Selected excerpt>
American artist (1894–1962)

Vernon H. Thomas Kirkbride Rudd Leigh (September 12, 1894 – April 4, 1962) was an American artist, known professionally as Vernon Thomas after 1928. She specialized in portraits of children. Her works were exhibited internationally, and appeared on magazine covers in the 1920s and 1930s.

==Early life and education==
Vernon Thomas was born in Evanston, Illinois, the daughter of Herbert Alden Thomas and Evelyn Seavey Thomas. Her brother Rodney S. Thomas was an international traveler and businessman. She graduated from the Art Institute of Chicago, where she studied with Charles Webster Hawthorne. While at the Art Institute, she performed in a Shakespeare-themed student production.
==Career==
Vernon Thomas made prints, watercolors, pastels, and oil paintings, mostly portraits of children, or illustrations of children at play. Her art appeared on the covers of magazines including The Woman Citizen in 1926. She created more than a dozen Good Housekeeping covers between 1934 and 1936. She was a member of the Chicago Society of Etchers, and exhibited her works in Chicago, Washington, D.C., Los Angeles, and internationally. While in Chicago she worked with fellow printmaker Bertha Jaques. In 1928, she won the Mrs. Julius Rosenwald Purchase Prize at the Art Institute of Chicago exhibition, for "Cut-outs".

Aim of the task>
According to the biography of Vernon Thomas, for which magazine did she create more than a dozen covers between 1934 and 1936? You won't need the items below.

Data supplied>
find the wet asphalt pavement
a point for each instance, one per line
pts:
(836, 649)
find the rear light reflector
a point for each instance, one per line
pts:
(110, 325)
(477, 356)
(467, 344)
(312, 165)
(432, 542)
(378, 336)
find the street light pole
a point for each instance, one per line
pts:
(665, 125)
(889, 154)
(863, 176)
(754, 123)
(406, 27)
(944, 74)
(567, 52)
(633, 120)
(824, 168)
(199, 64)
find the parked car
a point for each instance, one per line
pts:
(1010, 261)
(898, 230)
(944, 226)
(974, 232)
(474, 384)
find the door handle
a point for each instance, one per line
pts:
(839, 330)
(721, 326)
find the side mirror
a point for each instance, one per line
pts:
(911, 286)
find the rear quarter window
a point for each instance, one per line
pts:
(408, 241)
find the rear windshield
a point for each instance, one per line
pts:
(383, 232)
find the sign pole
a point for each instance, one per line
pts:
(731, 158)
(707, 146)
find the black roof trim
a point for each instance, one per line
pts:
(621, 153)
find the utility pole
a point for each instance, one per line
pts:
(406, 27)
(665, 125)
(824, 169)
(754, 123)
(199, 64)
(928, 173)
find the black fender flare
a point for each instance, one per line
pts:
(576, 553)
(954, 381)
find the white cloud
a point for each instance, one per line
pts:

Solution below>
Good Housekeeping